Aim of the exercise:
Taking the data below line by line, count those that include the word "blue" and report the number alone.

Dataset:
..........

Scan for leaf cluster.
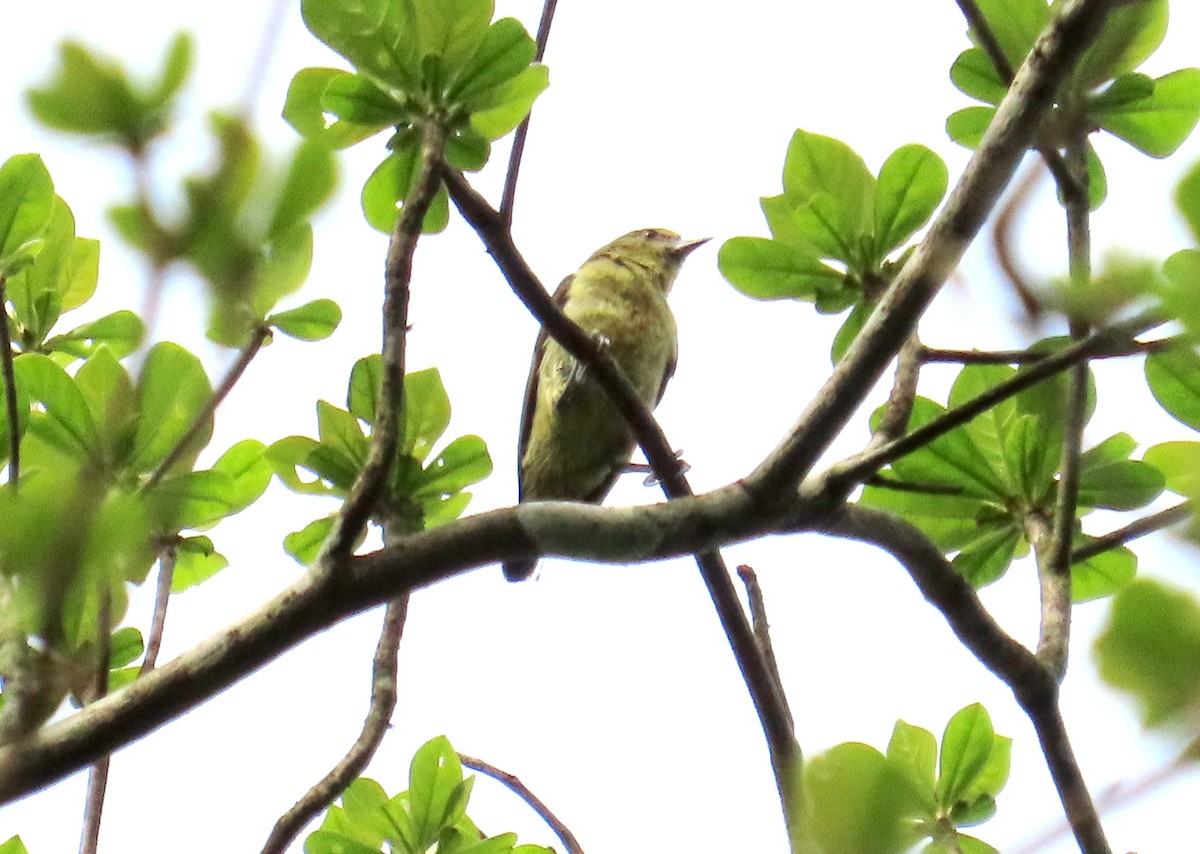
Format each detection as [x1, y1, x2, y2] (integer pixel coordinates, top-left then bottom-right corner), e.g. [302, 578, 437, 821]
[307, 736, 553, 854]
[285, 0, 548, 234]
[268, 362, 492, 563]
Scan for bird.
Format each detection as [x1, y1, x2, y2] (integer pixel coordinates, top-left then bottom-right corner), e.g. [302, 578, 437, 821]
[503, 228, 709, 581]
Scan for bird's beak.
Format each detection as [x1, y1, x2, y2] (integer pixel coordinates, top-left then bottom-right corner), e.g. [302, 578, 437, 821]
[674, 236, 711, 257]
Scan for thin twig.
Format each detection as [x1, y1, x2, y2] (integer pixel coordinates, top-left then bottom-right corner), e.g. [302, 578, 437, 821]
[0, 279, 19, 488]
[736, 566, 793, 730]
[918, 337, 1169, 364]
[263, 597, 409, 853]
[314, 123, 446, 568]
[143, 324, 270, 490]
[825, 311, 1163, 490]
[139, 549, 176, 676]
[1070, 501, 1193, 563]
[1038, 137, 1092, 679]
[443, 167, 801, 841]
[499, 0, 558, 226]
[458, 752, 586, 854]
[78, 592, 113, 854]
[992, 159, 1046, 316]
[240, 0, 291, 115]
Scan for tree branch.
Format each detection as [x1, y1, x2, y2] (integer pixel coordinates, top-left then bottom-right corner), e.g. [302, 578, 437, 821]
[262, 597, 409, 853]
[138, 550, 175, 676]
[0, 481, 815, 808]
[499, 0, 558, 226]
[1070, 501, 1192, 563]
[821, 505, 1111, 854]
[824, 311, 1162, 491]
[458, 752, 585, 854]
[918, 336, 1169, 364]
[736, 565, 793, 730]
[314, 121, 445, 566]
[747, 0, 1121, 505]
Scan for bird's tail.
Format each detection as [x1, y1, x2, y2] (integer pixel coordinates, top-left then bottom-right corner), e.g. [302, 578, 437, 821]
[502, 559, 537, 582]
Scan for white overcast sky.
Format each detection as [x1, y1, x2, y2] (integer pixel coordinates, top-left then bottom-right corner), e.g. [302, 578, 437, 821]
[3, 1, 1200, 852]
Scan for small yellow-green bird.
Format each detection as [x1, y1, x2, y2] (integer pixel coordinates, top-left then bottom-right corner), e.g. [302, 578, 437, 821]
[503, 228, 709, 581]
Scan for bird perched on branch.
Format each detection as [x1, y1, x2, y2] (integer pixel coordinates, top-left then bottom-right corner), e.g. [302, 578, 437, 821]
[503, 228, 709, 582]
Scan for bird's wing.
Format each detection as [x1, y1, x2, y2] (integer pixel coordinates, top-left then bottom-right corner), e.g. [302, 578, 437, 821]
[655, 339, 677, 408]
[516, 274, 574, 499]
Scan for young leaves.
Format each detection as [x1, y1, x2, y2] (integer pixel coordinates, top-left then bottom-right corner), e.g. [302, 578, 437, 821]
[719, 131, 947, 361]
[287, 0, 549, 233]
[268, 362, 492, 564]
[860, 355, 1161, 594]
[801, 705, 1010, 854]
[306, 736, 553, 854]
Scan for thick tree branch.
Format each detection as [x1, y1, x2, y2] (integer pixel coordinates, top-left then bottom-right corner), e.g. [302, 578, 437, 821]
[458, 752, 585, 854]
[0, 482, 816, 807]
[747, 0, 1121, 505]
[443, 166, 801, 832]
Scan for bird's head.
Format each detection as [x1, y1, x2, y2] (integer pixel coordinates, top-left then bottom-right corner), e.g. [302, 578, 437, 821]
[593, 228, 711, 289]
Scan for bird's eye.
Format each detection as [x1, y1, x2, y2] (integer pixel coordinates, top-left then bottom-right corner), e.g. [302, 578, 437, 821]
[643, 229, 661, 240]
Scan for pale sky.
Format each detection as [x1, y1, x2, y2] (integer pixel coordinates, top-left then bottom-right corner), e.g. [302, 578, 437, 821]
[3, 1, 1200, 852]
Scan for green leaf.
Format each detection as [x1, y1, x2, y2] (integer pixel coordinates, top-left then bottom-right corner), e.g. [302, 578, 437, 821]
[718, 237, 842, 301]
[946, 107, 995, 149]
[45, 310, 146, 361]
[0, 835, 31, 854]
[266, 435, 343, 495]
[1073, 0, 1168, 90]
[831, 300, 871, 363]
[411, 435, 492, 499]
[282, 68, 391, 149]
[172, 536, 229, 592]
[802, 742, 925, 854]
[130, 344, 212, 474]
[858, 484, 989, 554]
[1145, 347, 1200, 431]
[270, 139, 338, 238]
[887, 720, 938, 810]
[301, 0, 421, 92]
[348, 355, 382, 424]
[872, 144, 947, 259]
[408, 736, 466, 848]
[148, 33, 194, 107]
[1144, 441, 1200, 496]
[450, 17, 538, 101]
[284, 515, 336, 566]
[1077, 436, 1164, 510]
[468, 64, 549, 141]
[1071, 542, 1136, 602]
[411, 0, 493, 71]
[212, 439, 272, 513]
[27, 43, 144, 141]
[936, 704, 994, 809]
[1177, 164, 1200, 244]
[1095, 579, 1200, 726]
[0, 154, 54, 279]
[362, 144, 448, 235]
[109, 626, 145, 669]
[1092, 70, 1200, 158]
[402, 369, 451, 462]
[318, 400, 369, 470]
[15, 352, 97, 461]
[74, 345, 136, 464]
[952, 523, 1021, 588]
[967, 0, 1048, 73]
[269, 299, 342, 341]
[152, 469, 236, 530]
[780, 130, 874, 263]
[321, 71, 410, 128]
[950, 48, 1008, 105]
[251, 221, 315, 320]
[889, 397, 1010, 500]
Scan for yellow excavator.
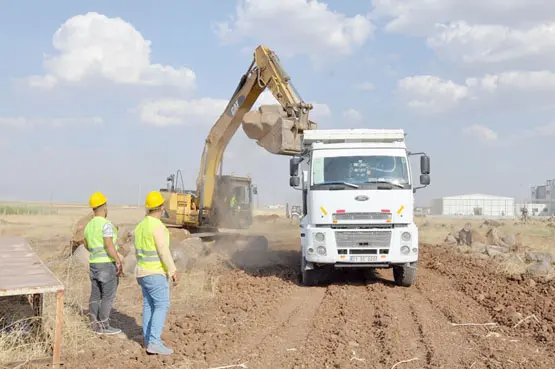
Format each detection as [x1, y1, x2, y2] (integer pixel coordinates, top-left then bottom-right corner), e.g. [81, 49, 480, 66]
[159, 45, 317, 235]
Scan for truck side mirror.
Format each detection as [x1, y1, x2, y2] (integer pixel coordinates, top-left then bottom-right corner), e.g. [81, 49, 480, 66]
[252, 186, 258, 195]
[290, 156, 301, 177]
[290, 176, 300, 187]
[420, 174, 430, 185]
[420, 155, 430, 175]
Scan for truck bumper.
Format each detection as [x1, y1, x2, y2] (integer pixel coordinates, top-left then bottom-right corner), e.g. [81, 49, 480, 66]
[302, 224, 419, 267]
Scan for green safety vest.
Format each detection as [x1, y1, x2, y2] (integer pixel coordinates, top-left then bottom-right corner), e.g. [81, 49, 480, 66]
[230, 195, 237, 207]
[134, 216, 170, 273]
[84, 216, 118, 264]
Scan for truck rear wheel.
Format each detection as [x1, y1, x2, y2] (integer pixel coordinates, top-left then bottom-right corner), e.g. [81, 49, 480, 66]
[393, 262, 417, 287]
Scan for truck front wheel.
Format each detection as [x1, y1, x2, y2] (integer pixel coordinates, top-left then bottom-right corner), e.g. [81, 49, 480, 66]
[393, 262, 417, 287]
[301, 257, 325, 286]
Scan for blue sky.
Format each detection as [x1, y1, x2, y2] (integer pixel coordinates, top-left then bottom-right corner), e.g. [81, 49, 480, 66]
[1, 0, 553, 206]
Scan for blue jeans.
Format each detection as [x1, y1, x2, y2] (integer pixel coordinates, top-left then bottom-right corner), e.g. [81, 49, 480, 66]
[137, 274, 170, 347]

..........

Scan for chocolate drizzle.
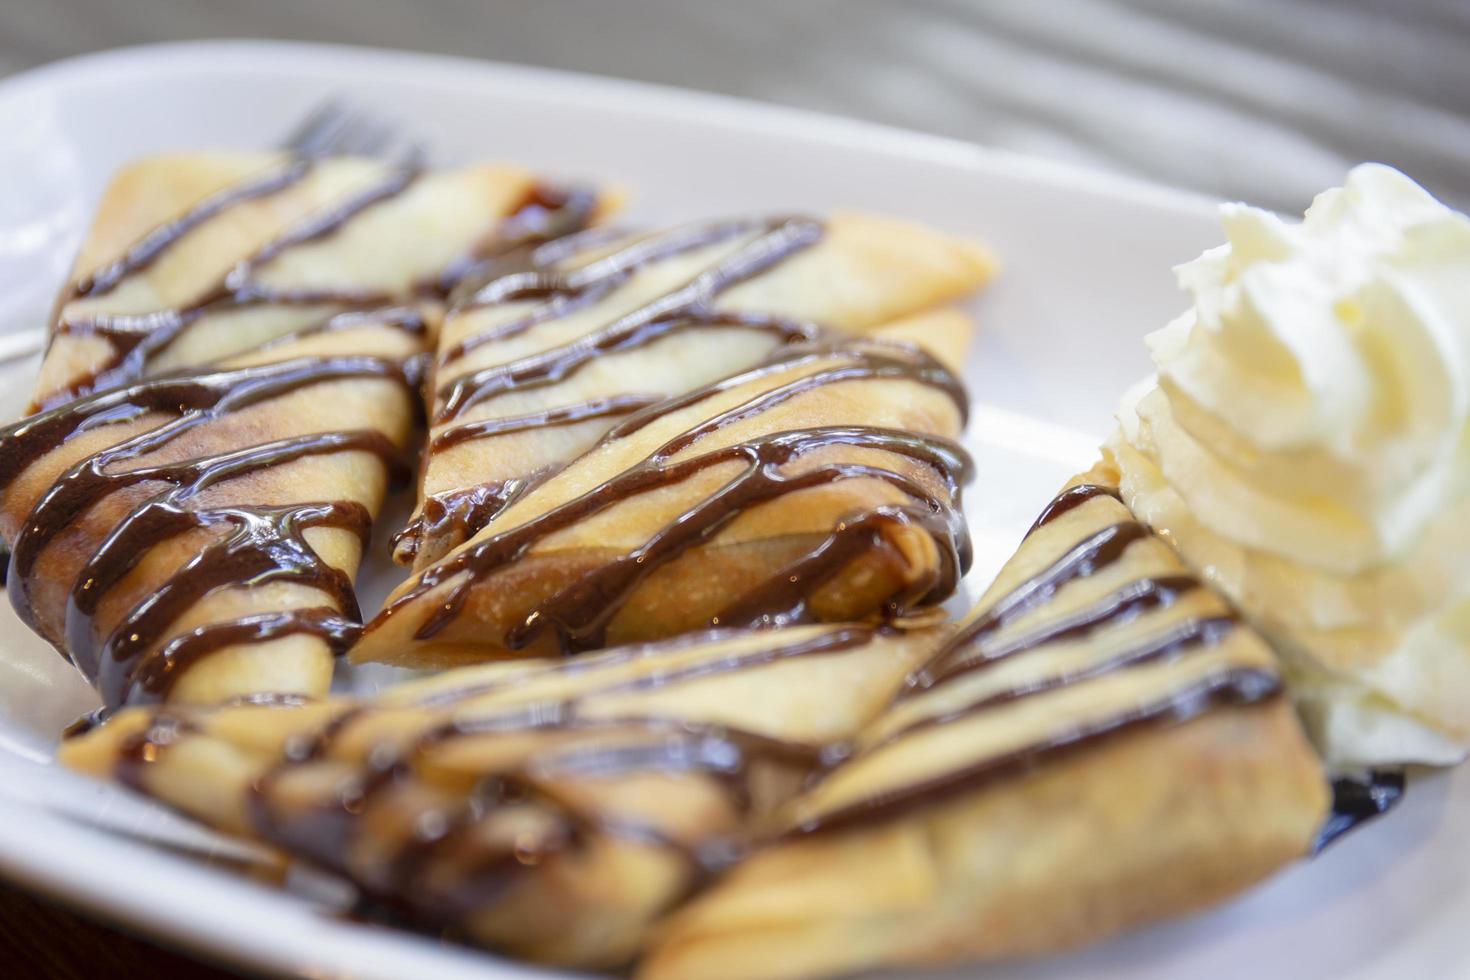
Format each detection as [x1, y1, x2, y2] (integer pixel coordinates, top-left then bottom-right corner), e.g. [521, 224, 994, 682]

..........

Answer space:
2